'''

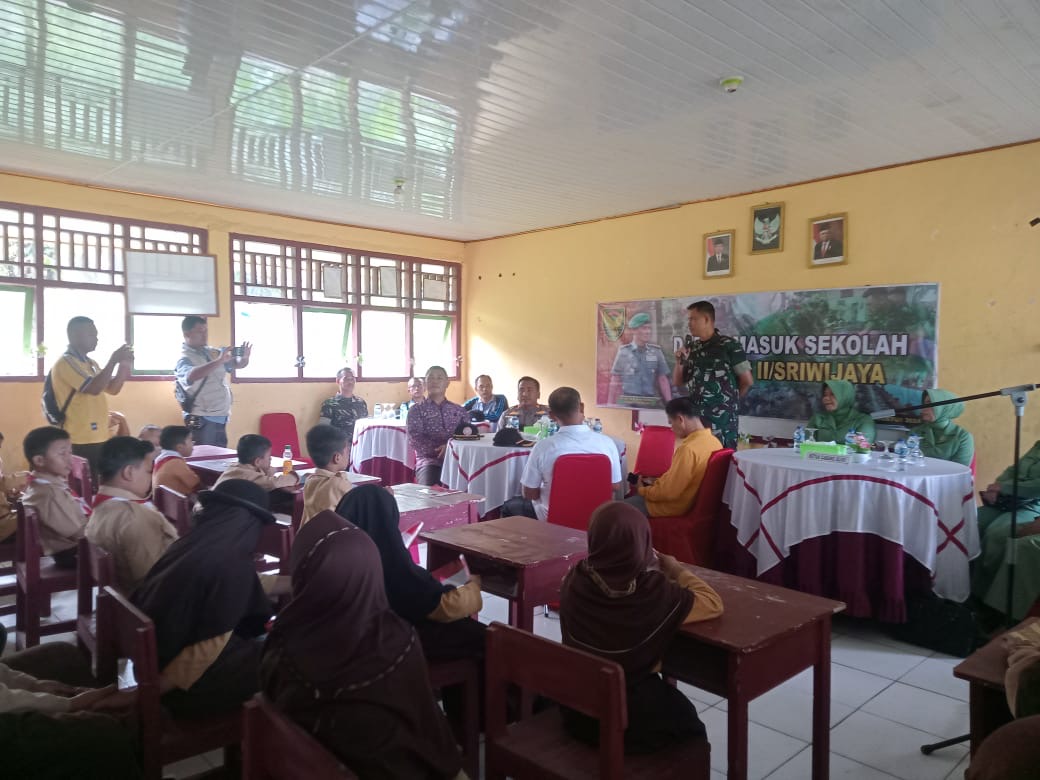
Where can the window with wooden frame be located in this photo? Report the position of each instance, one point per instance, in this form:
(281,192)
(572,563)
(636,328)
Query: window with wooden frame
(57,264)
(310,310)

'''

Short problem: Please change every "wooden" in the material above to "timber", keep the rest as it stands, and omit the pictures.

Exercise response:
Where can the window with timber frame be located in this photo? Report the position of each instance, one point per instance, in this form:
(281,192)
(572,563)
(636,328)
Query: window with timber frame
(57,264)
(310,310)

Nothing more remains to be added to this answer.